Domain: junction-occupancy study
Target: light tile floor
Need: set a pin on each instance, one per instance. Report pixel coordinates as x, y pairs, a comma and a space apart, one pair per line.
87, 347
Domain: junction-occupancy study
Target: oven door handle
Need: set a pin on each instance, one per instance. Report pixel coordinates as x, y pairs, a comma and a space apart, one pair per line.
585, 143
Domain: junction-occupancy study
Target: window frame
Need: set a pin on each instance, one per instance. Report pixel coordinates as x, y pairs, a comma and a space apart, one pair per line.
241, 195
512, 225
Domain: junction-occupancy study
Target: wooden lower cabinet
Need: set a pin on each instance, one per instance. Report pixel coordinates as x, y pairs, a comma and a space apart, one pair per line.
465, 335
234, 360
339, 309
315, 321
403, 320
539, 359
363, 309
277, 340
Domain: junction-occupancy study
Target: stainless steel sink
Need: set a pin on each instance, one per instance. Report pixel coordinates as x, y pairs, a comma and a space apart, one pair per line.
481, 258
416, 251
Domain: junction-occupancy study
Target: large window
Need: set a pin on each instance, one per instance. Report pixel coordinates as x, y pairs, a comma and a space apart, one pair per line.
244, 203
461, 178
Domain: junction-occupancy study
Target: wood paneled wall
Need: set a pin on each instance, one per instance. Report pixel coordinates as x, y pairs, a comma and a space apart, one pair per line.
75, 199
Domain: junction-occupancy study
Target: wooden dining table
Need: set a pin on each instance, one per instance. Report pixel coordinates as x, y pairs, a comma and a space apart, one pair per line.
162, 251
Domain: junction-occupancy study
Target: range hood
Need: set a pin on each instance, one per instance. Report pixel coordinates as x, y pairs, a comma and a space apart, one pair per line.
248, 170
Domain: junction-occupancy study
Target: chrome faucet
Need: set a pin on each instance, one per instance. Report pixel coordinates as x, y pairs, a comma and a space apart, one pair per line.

================

▸ **BRIEF**
The records above are to be duplicated word for word.

▸ **COMPLETED TASK**
Domain: junction-occupancy study
Target: light tile floor
Need: set a pin on each instance, one per instance. Report pixel coordinates as x, y pairs, a comma and a space apart, one pair per line.
87, 347
Domain: junction-occupancy study
Target: oven door handle
Need: set a pin on each instance, one per instance. Report pixel coordinates as x, y pairs, a comma and a space apart, one pair per line.
585, 143
Domain: junction-occupancy study
Target: window frame
Need: set a pin on each instance, one per instance. Report pixel coordinates as x, y pairs, a comma and a space apart, one pair per line.
241, 195
512, 225
Domain: junction-occupancy study
Target: wooden lower cabinet
Need: set a pin on each instance, one per instance. Report pixel coordinates as x, y pairs, a comma and a space apart, one pair per line.
465, 335
234, 360
339, 309
315, 321
403, 320
539, 359
363, 309
277, 340
Domain: junction-occupancy study
Target: stainless steel sink
Need: set a pin on each instance, one per instance. Report pixel coordinates as x, y pairs, a comma and a space apart, one pair per line.
481, 258
416, 251
Domain: junction-occupancy study
Target: large window
Need: set a pin on each instance, one per instance. Report pixel coordinates as x, y pairs, a comma and a space apart, one pair per line.
244, 203
461, 178
Domain: junction-occupancy study
Target: wood paneled wall
Need: set a pin on each instance, one per instance. Report pixel coordinates as x, y pairs, a comma and a space apart, one pair per line.
75, 199
Domain: junction-occupancy study
Target: wooden dining table
Need: set a pin on each instance, one per instance. Report pixel coordinates as x, y pairs, a comma and a space apart, one pair per line.
162, 251
Domain: junction-occupancy study
Target: range hood
Need: set a pin on each instance, one per instance. Report pixel coordinates as x, y pairs, a comma and a space apart, one pair per line.
248, 170
Domain: junction-occupancy study
Target: chrome faucet
Need: set a pin on each instance, one per instance. Report pixel coordinates as x, y pairs, a comma and a space apart, one pair per line.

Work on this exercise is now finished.